→ **PASSAGE TO READ**:
========

Oh, The Essex Serpent (HarperCollins, digital galley). I first was captivated by the stunning cover with its intricate William Morris-inspired design, then seduced by the contents. Sarah Perry’s sweeping Victorian tale with its Gothic shadings reminded me of John Fowles’ The French Lieutenant’s Woman by way of A.S. Byatt’s Possession and Angels and Insects. Also Bronte, Hardy, Dickens, Stoker. And yet this novel of ideas, of science and superstition, love and friendship, is also imaginative and original.

========

→ **WORK REQUEST A**:
Answer these questions from the book review:
(i) Which publisher is named for the edition of The Essex Serpent?
(ii) Whose designs inspired the cover?
(iii) Which John Fowles novel does the story bring to mind?
→ **WORK REQUEST B**:
Carry on the book review about The Essex Serpent, starting after its last sentence.
The entries have nothing to do with the book review.

========

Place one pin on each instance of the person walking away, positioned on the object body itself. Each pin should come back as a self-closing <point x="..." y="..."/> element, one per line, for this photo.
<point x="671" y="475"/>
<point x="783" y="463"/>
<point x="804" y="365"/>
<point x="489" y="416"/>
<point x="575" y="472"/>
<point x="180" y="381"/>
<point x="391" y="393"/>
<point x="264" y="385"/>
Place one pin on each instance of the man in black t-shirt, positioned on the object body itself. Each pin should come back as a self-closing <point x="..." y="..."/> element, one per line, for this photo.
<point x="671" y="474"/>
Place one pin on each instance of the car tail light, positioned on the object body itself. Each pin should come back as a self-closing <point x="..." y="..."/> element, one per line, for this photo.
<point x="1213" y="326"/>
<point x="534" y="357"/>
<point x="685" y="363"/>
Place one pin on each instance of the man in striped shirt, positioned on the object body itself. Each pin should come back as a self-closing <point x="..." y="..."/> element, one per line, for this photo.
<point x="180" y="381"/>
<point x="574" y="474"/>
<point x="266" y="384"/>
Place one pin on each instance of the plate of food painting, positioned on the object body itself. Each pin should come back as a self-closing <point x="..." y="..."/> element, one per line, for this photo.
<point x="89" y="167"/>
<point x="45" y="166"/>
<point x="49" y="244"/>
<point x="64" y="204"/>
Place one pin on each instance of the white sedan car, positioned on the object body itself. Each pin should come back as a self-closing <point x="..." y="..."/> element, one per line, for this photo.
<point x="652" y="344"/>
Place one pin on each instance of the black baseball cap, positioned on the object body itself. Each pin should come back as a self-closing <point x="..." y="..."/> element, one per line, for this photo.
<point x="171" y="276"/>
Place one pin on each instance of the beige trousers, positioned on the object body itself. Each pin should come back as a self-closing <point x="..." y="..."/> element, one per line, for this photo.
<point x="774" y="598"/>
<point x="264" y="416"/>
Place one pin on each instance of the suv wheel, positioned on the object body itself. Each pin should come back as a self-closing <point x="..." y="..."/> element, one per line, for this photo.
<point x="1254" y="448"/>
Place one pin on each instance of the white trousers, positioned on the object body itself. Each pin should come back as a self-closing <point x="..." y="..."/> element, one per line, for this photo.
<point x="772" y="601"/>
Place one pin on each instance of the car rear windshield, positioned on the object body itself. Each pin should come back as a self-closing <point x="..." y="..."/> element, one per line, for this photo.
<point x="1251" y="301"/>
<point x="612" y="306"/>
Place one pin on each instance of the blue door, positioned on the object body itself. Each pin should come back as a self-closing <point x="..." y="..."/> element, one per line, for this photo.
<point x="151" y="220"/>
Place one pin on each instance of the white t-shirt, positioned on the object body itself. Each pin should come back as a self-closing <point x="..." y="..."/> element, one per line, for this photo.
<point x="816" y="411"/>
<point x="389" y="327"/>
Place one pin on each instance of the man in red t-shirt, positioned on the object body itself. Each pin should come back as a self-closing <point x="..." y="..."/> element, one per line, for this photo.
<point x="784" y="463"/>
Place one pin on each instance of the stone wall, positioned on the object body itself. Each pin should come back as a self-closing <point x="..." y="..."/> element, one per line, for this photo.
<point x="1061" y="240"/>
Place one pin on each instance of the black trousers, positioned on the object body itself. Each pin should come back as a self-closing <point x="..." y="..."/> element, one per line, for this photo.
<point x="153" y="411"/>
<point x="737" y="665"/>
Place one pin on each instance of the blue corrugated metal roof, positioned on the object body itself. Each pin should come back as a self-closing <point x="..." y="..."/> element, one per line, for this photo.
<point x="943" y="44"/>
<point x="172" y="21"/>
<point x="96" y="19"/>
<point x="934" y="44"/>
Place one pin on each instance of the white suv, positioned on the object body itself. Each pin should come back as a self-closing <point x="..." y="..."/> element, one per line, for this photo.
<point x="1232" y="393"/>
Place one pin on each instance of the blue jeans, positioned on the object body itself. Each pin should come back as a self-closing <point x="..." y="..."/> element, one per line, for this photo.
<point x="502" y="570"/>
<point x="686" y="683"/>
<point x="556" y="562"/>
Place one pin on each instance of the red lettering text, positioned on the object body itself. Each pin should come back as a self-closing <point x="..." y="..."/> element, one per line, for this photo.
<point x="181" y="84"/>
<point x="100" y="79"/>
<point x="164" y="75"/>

========

→ **ANSWER A**:
(i) HarperCollins
(ii) William Morris
(iii) The French Lieutenant's Woman

→ **ANSWER B**:
In 1893 London, Cora Seaborne makes for an unconventional 19th-century heroine, a well-off widow whose independent spirit and intellectual curiosity were suppressed by an abusive older husband. Now she gleefully exchanges widow’s weeds for a man’s tweed coat and boots, the better for tramping the marshy Essex coast in search of fossils. She’s also intrigued by rumors of the return of the Essex Serpent, a mythical winged beast that villagers blame for recent drownings, missing livestock and ruined crops. Cora dreams of discovering a lost species, some kind of dinosaur, but the local vicar, William Ransome, dismisses the serpent as pure superstition and sermonizes against it. The two strike up a passionate friendship despite their differences and Ransome’s devotion to his consumptive wife and three children. Perry excels in evoking the wonders of the natural world, and breathes life in all of her characters, from a cantankerous codger to a brilliant surgeon to Cora’s autistic son and his socialist nanny. It is the latter who wisely states, “There are no ordinary lives.” Oh, what an extraordinary book!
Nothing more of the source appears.